PROVIDED TEXT:
= = =

Jelle Goeman is professor of biostatistics at Leiden University Medical Center. He obtained his PhD at Leiden University in 2006 under supervision of Hans van Houwelingen and Sara van de Geer. His research interest is in high-dimensional data, in particular in testing and multiple testing problems that arise in such data, and he has made several theoretical and methodological contributions in this area. His frequent involvement in medical research, including genomics and neuroimaging, has made sure that novel methods align well with the needs of applied researchers. His focus in these areas has been to allow researchers to postpone as many analysis decisions as possible until after seeing the data.

This Medallion Lecture will be given at the IMS Annual Meeting (in Salzburg, July 6–9, 2026).

 

Principles and Flexibility in Multiple Testing

Designing a multiple testing procedure is generally a difficult task. However, when the goal of the method is to control the familywise error rate there is a general principle, the closure principle, that method designers can rely on. The closure principle says that every method controlling familywise error rate is either a special case of closed testing, or it can be uniformly improved by a closed testing procedure. This reduces the complex task of designing any multiple testing procedure to the task of designing a closed testing procedure. To design such a procedure, a researcher has to choose how to combine the evidence against any subcollection of the hypotheses of interest into a single p-value, and solve a discrete numerical optimization problem.

In this presentation we show how the closure principle can be generalized from just familywise error rate control to any error rate of interest. We show that any multiple testing procedure controlling any error rate can be written as a special case of a generalization of the closed testing procedure that uses e-values instead of p-values. To design a multiple testing procedure, a method designer therefore only needs to choose how to combine the evidence against each subcollection of the hypotheses of interest in an e-value, and solve a discrete numerical optimization problem.

The e-Closure principle is a very powerful tool for method design. It allows for relatively easy design of procedures for novel and exotic error rates. For example, if hypotheses come sequentially, a practitioner may accept one expected error per K consecutive hypotheses. Designing a valid multiple testing procedure for such an error rate is relatively easy with e-Closure.

Moreover, when we rebuild existing multiple testing procedures using e-Closure we often obtain strictly more powerful variants of these existing methods. This was known for familywise error rate, where e.g. Holm’s procedure can be obtained by rebuilding the Bonferroni procedure using closed testing. We demonstrate that such improvements are also possible with False Discovery Rate controlling methods, as we illustrate with the Benjamini–Yekutieli (BH) procedure and the e-BH method of Wang and Ramdas. The resulting improvements are typically more substantial than those obtained by Holm over Bonferroni.

Additionally, the e-Closure principle adds a novel aspect of flexibility to multiple testing. Classical multiple testing methods, such as Benjamini–Hochberg, return a single set of rejected hypotheses for which the error rate is controlled. Methods designed using e-Closure, in contrast, generally return a collection of such sets. Error control is simultaneous over all sets in the collection, implying that the researcher may use a data-driven choice of a rejected set or report several of them, and still control the error rate. This flexibility is very helpful in high-dimensional data contexts such as neuroimaging. In neuroimaging, null hypotheses correspond to voxels (3D pixels) in the brain. Rejected sets are therefore subsets of the brain. If such a subset consists of several unconnected clusters, false discovery control over the entire subset is not so interesting, but e-Closure can offer false discovery rate control for each cluster individually and simultaneously.

Finally, since e-Closure is a single principle that can be used for all error rates, it allows cross-error rate conclusions. In fact, the control offered by e-Closure is simultaneous over all error rates. This means that researchers may switch error rates after seeing the data, moving, e.g. from familywise error rate control to false discovery rate control if the amount of signal in the data is less than expected. This data-adaptive flexibility even extends, in some cases, to a post hoc choice of the α-level at which the error rate is controlled.

= = =

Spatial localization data
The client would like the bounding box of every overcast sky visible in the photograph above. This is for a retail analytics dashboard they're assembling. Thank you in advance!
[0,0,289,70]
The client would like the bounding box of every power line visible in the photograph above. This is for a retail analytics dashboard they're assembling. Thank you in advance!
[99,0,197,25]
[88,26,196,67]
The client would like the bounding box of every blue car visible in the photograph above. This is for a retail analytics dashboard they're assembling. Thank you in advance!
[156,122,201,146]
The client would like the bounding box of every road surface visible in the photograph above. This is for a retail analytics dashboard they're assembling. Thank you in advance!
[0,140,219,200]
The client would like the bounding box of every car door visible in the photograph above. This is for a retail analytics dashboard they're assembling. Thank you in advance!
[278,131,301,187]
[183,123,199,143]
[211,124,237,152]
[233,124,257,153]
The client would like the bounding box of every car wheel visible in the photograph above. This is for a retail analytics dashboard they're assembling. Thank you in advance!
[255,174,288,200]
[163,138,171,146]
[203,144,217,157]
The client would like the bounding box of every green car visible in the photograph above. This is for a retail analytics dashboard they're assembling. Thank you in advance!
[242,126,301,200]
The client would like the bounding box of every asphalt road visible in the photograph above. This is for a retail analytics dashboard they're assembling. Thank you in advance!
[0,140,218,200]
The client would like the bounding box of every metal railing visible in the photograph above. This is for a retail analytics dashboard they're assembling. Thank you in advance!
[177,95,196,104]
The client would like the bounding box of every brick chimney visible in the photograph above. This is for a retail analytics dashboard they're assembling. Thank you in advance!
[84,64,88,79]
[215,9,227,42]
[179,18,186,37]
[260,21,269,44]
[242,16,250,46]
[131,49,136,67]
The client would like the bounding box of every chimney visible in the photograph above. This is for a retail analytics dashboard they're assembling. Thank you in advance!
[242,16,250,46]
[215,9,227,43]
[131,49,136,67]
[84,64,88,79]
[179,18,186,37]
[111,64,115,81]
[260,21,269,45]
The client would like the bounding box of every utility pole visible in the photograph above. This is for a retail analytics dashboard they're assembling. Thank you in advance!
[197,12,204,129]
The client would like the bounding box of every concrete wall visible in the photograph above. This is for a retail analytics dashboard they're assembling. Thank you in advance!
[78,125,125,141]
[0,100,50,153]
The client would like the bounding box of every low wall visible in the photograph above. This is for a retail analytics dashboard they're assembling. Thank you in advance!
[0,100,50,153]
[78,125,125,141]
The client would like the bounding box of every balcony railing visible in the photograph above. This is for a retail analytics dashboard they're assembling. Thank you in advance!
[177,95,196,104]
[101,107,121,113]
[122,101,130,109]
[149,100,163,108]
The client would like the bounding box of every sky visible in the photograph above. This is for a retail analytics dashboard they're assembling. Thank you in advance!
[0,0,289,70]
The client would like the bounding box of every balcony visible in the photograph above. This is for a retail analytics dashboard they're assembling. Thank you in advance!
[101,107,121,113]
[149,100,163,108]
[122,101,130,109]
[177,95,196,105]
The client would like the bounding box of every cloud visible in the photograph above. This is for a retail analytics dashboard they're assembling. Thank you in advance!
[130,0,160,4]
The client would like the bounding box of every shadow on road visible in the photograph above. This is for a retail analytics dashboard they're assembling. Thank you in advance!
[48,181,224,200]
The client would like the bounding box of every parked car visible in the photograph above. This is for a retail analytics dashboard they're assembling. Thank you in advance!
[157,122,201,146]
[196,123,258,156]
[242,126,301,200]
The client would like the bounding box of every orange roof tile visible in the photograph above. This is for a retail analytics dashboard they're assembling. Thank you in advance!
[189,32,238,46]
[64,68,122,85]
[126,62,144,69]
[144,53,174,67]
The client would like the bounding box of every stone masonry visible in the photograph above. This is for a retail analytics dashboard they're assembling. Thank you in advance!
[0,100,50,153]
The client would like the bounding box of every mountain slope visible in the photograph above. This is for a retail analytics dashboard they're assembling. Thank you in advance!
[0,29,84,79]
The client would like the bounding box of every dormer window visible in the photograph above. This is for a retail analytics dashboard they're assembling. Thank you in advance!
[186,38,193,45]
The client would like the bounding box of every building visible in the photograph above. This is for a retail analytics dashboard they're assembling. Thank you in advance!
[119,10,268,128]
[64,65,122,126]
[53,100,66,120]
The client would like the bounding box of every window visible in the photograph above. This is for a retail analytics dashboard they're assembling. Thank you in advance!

= = =

TASKS TO PERFORM:
(1) According to the Medallion Lecture text, who supervised Jelle Goeman's PhD?
(2) Return the passage of the Medallion Lecture text that begins at the words "Designing a multiple" and stops after "p-value, and solve a discrete numerical optimization problem.".

SOLVED PROBLEMS:
(1) Hans van Houwelingen and Sara van de Geer.

(2)
Designing a multiple testing procedure is generally a difficult task. However, when the goal of the method is to control the familywise error rate there is a general principle, the closure principle, that method designers can rely on. The closure principle says that every method controlling familywise error rate is either a special case of closed testing, or it can be uniformly improved by a closed testing procedure. This reduces the complex task of designing any multiple testing procedure to the task of designing a closed testing procedure. To design such a procedure, a researcher has to choose how to combine the evidence against any subcollection of the hypotheses of interest into a single p-value, and solve a discrete numerical optimization problem.